* _About this exercise_: Go through the data and tally the lines that include "wooden". The reply is that number alone.

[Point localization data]
================

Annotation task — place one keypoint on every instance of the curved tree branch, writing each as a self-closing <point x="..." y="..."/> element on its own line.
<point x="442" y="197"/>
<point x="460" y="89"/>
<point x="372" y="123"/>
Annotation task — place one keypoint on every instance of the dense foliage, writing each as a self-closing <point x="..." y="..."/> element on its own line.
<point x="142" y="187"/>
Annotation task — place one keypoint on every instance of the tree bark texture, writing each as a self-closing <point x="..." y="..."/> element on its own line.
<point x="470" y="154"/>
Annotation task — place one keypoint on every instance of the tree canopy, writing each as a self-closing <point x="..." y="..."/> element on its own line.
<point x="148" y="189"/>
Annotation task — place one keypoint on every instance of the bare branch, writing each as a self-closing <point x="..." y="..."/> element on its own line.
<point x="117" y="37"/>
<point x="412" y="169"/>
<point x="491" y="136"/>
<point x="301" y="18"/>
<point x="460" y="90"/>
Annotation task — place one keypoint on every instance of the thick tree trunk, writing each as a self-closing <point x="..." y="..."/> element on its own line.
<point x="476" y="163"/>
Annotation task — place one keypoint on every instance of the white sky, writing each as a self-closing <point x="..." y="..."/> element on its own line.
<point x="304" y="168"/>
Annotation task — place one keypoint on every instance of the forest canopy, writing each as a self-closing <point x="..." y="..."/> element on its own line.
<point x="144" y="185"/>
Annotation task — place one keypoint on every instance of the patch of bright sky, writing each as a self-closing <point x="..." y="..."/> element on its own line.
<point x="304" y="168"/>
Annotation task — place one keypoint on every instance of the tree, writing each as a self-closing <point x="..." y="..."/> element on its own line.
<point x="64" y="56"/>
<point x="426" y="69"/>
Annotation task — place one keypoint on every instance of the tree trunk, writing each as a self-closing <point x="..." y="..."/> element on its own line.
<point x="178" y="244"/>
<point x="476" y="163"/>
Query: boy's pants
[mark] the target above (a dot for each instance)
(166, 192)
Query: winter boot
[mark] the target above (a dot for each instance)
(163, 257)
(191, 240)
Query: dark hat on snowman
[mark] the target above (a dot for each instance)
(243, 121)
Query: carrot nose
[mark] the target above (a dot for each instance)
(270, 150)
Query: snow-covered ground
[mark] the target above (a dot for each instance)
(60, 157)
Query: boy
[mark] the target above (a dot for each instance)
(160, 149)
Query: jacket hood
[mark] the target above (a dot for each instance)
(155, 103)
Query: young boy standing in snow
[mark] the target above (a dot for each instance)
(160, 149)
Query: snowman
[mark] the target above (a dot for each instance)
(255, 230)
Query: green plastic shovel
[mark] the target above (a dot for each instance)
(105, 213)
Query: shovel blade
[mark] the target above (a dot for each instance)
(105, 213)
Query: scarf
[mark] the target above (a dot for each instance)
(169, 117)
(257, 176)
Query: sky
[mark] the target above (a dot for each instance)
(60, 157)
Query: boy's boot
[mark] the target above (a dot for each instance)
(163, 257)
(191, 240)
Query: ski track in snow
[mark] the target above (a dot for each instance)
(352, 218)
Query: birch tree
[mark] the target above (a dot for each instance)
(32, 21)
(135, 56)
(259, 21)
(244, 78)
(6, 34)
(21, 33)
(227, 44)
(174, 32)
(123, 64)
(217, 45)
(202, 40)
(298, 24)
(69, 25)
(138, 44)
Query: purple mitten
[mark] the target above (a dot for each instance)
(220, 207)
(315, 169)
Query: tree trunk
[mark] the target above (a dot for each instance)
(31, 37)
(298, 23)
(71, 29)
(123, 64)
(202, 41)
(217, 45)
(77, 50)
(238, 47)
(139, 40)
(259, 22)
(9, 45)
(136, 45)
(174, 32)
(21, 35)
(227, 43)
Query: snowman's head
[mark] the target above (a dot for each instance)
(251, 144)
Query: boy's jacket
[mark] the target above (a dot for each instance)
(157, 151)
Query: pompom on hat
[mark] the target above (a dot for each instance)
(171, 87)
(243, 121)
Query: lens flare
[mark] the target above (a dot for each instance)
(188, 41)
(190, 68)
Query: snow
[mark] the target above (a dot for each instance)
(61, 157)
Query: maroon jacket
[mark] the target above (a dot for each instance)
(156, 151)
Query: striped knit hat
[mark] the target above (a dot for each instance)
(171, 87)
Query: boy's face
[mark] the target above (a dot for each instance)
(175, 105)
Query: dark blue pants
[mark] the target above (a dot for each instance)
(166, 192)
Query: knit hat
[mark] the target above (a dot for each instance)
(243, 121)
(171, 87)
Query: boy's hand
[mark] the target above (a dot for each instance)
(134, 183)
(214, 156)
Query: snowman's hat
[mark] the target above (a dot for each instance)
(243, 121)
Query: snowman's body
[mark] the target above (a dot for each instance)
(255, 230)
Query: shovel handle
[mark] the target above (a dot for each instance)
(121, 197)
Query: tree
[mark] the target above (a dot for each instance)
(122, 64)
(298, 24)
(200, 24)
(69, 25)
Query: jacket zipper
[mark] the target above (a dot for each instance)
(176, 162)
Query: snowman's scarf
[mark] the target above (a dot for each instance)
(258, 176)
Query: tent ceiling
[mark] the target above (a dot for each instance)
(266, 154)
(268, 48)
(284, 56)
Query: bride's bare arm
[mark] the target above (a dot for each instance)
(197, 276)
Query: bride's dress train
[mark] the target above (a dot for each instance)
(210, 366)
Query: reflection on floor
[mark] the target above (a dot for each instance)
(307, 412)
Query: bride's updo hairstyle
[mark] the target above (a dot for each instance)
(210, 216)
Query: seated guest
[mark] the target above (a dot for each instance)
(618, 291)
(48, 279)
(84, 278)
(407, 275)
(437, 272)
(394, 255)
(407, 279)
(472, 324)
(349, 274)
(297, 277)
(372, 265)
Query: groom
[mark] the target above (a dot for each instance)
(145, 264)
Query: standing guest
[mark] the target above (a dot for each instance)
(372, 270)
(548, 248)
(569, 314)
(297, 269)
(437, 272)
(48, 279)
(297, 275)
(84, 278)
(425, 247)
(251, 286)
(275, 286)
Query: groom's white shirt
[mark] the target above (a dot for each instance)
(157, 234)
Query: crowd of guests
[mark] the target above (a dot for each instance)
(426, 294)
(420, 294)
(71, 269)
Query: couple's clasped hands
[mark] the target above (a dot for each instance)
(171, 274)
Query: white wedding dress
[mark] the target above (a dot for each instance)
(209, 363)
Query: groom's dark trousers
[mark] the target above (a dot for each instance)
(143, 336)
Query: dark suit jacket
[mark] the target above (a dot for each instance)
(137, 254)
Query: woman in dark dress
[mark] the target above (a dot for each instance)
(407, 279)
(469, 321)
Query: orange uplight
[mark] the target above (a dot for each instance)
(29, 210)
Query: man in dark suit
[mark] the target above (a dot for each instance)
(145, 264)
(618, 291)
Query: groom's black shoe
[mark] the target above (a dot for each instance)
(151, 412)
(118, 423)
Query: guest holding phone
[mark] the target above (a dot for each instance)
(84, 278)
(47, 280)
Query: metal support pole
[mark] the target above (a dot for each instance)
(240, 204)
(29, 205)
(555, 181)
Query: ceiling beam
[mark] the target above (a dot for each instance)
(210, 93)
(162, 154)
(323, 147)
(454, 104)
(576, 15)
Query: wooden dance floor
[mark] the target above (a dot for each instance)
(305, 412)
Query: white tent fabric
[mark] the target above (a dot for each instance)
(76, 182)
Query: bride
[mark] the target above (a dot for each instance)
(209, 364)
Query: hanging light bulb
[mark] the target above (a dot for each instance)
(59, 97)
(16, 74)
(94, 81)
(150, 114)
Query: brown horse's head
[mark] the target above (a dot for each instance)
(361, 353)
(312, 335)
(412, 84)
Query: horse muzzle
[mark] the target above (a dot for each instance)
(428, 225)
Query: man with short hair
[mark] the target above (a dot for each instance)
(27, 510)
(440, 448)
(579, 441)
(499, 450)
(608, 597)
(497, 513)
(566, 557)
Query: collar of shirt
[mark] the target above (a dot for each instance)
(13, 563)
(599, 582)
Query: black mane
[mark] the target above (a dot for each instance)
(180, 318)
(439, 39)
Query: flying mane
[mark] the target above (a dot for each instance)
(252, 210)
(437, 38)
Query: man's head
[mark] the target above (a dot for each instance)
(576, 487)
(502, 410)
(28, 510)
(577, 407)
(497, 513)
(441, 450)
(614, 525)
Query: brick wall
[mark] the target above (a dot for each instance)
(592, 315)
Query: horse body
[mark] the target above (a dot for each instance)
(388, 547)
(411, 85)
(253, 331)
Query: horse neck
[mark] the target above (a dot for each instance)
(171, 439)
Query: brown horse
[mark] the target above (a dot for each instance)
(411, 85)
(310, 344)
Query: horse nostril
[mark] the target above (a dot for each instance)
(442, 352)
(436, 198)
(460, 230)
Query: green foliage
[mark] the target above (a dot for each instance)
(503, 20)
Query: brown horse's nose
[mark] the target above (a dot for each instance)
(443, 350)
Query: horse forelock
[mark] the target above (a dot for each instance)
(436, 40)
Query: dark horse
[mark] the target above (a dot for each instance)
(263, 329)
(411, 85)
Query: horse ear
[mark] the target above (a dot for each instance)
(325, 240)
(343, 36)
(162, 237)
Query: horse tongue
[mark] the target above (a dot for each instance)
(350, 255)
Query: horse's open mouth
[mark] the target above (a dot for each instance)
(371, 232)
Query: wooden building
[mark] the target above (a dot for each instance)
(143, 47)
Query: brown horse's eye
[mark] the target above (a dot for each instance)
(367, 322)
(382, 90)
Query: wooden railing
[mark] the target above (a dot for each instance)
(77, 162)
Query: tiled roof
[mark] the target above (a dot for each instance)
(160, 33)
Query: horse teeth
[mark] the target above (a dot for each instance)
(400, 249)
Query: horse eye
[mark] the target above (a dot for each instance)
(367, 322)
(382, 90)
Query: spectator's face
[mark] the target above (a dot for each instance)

================

* _Response to this exercise_: 3